What is being asked: Please repeat all of the lines that follow, exactly as written.

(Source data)
==============================
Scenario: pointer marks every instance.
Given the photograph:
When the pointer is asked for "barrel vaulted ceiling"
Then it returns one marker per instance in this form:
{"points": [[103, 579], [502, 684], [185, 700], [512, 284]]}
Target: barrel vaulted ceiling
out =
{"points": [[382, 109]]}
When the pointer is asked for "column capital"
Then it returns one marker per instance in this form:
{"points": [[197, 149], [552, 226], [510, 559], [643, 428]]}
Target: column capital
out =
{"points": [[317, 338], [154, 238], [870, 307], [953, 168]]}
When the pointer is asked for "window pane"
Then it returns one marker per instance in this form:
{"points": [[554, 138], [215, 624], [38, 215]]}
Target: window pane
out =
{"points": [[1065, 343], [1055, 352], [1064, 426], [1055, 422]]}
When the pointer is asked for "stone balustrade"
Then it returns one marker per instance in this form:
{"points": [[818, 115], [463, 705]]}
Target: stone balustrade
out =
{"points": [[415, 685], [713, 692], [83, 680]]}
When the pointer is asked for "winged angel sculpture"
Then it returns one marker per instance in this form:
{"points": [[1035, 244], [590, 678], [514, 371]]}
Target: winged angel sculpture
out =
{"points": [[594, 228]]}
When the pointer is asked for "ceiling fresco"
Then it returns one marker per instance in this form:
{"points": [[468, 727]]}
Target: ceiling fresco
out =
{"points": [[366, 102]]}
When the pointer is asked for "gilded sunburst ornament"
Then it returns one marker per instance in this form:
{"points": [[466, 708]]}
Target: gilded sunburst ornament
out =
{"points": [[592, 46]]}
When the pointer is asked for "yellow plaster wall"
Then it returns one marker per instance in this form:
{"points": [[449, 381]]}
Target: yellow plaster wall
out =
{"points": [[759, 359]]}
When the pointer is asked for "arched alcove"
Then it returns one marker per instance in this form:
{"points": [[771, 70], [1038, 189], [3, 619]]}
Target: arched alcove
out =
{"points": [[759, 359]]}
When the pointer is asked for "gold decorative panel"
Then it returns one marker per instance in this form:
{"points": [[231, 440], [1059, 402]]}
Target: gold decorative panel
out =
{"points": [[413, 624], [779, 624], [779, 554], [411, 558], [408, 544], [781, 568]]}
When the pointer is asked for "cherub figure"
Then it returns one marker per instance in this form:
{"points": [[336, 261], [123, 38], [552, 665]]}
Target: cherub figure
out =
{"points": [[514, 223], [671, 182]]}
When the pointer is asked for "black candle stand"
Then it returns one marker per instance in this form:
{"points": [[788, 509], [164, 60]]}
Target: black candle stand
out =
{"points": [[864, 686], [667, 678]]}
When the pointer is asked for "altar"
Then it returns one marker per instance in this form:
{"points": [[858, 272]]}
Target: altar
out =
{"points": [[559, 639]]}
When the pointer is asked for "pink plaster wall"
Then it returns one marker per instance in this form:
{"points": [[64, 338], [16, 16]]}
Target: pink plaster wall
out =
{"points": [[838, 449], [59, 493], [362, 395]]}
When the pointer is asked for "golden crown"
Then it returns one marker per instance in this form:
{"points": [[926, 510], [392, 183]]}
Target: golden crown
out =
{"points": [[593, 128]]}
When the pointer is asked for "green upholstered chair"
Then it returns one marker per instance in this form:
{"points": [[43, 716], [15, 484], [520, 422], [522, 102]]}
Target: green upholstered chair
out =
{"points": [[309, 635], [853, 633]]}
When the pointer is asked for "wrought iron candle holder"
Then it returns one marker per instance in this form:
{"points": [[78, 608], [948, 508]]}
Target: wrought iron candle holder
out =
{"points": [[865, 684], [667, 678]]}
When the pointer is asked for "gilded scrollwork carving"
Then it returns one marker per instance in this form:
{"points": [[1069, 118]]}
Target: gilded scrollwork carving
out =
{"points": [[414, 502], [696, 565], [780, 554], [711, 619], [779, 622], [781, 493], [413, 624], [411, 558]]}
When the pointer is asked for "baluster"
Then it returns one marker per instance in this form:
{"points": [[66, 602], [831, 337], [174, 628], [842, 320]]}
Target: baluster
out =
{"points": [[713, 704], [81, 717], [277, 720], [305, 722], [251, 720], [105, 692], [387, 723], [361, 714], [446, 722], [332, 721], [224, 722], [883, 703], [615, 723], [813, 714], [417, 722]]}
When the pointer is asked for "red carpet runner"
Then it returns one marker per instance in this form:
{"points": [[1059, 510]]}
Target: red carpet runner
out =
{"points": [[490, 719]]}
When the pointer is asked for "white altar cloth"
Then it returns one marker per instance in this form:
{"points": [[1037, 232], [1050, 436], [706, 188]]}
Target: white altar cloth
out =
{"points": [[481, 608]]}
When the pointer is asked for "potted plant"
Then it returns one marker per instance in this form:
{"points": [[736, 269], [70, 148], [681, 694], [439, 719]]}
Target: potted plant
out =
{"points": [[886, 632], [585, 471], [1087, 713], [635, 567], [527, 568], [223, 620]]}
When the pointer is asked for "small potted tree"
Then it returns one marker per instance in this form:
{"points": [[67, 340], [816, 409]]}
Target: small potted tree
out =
==============================
Result:
Scenario: pointer marks every instance.
Given the photograph:
When the pointer is asked for "barrel vaulted ceiling"
Then it returns one marker per instance in this form:
{"points": [[103, 579], [502, 684], [185, 700], [512, 284]]}
Target: barrel vaulted ceiling
out =
{"points": [[382, 109]]}
When the pointer is asked for "column capital"
Then it returns one marker per instance in this form:
{"points": [[197, 149], [552, 226], [510, 559], [643, 428]]}
Target: column capital
out =
{"points": [[317, 338], [154, 238], [870, 307], [953, 168]]}
When the pointer is asked for "window pane"
Then it returns one marker per instance in this form:
{"points": [[554, 138], [215, 624], [38, 215]]}
Target: window pane
out =
{"points": [[1065, 343], [1055, 352], [1064, 426], [1055, 422]]}
When the pointer is asked for "stone balustrade"
Then it returns one marker per instance in this form:
{"points": [[818, 115], [463, 705]]}
Target: stone balustrade
out =
{"points": [[415, 685], [713, 692], [83, 680]]}
When the pointer is asked for "winged angel sculpture"
Then it returns one marker per instance in this form:
{"points": [[1035, 244], [590, 678], [514, 371]]}
Target: winged angel sculpture
out =
{"points": [[594, 228]]}
When the pointer is asked for "ceiling fresco"
Then it returns one marker per instance in this form:
{"points": [[468, 727]]}
Target: ceiling fresco
out =
{"points": [[366, 102]]}
When the pointer is asked for "gilded sunburst ornament"
Then it returns one marker per instance in this form:
{"points": [[466, 708]]}
Target: gilded sunburst ornament
out =
{"points": [[592, 46]]}
When the pointer is asked for "yellow plaster wall"
Then it returns one marker per instance in this form:
{"points": [[449, 381]]}
Target: yellow plaster wall
out =
{"points": [[759, 359]]}
When the pointer is asked for "arched alcove"
Then it returns one marker per instance in this form:
{"points": [[771, 70], [1038, 189], [3, 619]]}
Target: arched alcove
out =
{"points": [[759, 359]]}
When the pointer is asked for "gold decorative panel"
Then it returns one marker per instance in this form:
{"points": [[231, 440], [1059, 402]]}
Target: gold decorative panel
out =
{"points": [[413, 624], [779, 624], [779, 554], [411, 558], [408, 544], [781, 568]]}
When the pointer is asked for "cherub figure"
Then it returns one marker per instance in this form:
{"points": [[336, 261], [123, 38], [552, 665]]}
Target: cherub figure
out =
{"points": [[514, 223], [671, 182]]}
When the pointer is asked for "black candle stand"
Then it returns one marker per instance in this form:
{"points": [[788, 509], [164, 60]]}
Target: black candle stand
out =
{"points": [[864, 686], [667, 678]]}
When the pointer is asked for "altar"
Then it returns one marker per instance in this form:
{"points": [[858, 272]]}
Target: altar
out =
{"points": [[559, 639]]}
When the pointer is asked for "pink plaster wall"
Then it returns one marker per instance in this form:
{"points": [[64, 338], [16, 16]]}
Target: pink plaster wall
out =
{"points": [[838, 449], [59, 493], [362, 395]]}
When the pointer is asked for "golden crown"
Then it returns one marker per instance in this form:
{"points": [[926, 510], [392, 183]]}
Target: golden crown
out =
{"points": [[593, 128]]}
When the pointer is asked for "green upholstered chair"
Then it returns one marker per instance in this form:
{"points": [[43, 716], [15, 484], [520, 422], [522, 102]]}
Target: green upholstered chair
out =
{"points": [[309, 635], [853, 633]]}
When the pointer is asked for "wrought iron candle holder"
Then it returns one marker per instance in this form:
{"points": [[78, 608], [948, 508]]}
Target: wrought iron candle holder
out =
{"points": [[865, 684], [667, 678]]}
When the pointer is asked for "gilded scrollwork carving"
Then it returns one marker per instance in this form:
{"points": [[1069, 118]]}
Target: gilded scrollwork carving
out =
{"points": [[414, 502], [696, 565], [780, 554], [711, 619], [779, 622], [781, 493], [413, 624], [411, 558]]}
When the pointer is asked for "baluster"
Then it returns one marker per instance in this form:
{"points": [[66, 602], [831, 337], [174, 628], [842, 320]]}
Target: baluster
out =
{"points": [[713, 704], [81, 717], [277, 720], [305, 722], [251, 720], [105, 692], [387, 723], [361, 714], [446, 722], [332, 721], [224, 722], [883, 703], [615, 723], [813, 714], [417, 722]]}
When the pointer is asked for "red carpet runner"
Then it returns one marker per instance in this form:
{"points": [[1059, 510]]}
Target: red carpet runner
out =
{"points": [[490, 719]]}
When the pointer is asked for "white altar cloth"
Then it returns one marker per instance in this form:
{"points": [[1037, 232], [1050, 436], [706, 188]]}
Target: white altar cloth
out =
{"points": [[481, 608]]}
When the pointer is asked for "potted plant"
Then it returns one marker per instance in this form:
{"points": [[736, 269], [70, 148], [681, 694], [439, 719]]}
Target: potted plant
out =
{"points": [[886, 632], [585, 471], [1087, 713], [635, 567], [527, 568], [223, 620]]}
When the pointer is asked for "small potted tree"
Then it returns one marker per instance in this form:
{"points": [[67, 340], [816, 409]]}
Target: small potted tree
out =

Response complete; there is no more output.